::: EXTRAIT DE PAGE

Maintenant, en effet, une musique qui n’a de cet art que l’observance des lois très complexes, seulement d’abord le flottant et l’infus, confond les couleurs et les lignes du personnage avec les timbres et les thèmes en une ambiance plus riche de Rêverie que tout air d’ici-bas, déité costumée aux invisibles plis d’un tissu d’accords ; ou va l’enlever de sa vague de Passion, au déchaînement trop vaste vers un seul, le précipiter, le tordre : et le soustraire à sa notion, perdue devant cet afflux surhumain, pour la lui faire ressaisir quand il domptera tout par le chant, jailli dans un déchirement de la pensée inspiratrice. Toujours le héros, qui foule une brume autant que notre sol, se montrera dans un lointain que comble la vapeur des plaintes, des gloires, et de la joie émises par l’instrumentation, reculé ainsi à des commencements. Il n’agit qu’entouré, à la Grecque, de la stupeur mêlée d’intimité qu’éprouve une assistance devant des mythes qui n’ont presque jamais été, tant leur instinctif passé se fond ! sans cesser cependant d’y bénéficier des familiers dehors de l’individu humain. Même certains satisfont à l’esprit par ce fait de ne sembler pas dépourvus de toute accointance avec de hasardeux symboles.

Voici à la rampe intronisée la Légende.

Avec une piété antérieure, un public, pour la seconde fois depuis les temps, hellénique d’abord, maintenant germain, considère le secret, représenté, d’origines. Quelque singulier bonheur, neuf et barbare, l’asseoit : devant le voile mouvant la subtilité de l’orchestration, à une magnificence qui décore sa genèse.

Tout se retrempe au ruisseau primitif : pas jusqu’à la source.

::::::
::: EXTRAIT DES DONNÉES

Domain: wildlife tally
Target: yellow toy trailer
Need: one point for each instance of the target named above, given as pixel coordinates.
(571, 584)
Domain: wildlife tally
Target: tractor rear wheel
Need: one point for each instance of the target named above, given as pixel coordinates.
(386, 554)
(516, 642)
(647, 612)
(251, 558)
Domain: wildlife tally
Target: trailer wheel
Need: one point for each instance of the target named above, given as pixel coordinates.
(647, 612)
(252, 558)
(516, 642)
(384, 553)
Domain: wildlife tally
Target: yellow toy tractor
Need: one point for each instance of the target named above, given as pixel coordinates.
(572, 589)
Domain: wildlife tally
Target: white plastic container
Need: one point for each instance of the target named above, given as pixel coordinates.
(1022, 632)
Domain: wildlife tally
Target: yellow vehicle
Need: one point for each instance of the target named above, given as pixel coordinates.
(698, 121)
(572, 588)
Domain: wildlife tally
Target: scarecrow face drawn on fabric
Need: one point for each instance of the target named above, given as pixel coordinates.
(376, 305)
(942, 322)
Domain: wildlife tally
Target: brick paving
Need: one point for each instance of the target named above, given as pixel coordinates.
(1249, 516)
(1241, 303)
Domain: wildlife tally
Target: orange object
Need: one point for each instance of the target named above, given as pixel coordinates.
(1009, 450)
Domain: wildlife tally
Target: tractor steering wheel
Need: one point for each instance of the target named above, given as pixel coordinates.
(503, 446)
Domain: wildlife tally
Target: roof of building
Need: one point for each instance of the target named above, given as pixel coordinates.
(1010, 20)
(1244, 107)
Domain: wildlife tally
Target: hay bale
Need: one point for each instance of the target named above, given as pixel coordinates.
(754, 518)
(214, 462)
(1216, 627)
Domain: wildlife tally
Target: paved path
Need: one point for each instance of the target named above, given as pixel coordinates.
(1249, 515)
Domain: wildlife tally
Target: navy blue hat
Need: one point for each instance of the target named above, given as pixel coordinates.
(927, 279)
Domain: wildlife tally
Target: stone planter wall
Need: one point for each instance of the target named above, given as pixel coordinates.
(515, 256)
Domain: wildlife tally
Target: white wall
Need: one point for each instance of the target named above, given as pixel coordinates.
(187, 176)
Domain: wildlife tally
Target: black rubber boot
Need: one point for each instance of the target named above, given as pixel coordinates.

::::::

> **EXERCICES À FAIRE**:
**a)** Recopie le passage de l'extrait de page en commençant par « Voici à la rampe » et en allant jusqu'à « décore sa genèse. ».
**b)** Réponds à ces questions d'après l'extrait de page :
(i) Qu'est-ce qui est intronisé à la rampe ?
(ii) Le public qui considère le secret des origines a d'abord été de quel peuple, et de quel peuple est-il maintenant ?
(iii) Où tout se retrempe-t-il ?

> **RÉPONSES FINALES**:
**a)**
Voici à la rampe intronisée la Légende.

Avec une piété antérieure, un public, pour la seconde fois depuis les temps, hellénique d’abord, maintenant germain, considère le secret, représenté, d’origines. Quelque singulier bonheur, neuf et barbare, l’asseoit : devant le voile mouvant la subtilité de l’orchestration, à une magnificence qui décore sa genèse.

**b)**
(i) La Légende.
(ii) D'abord hellénique, maintenant germain.
(iii) Au ruisseau primitif, pas jusqu'à la source.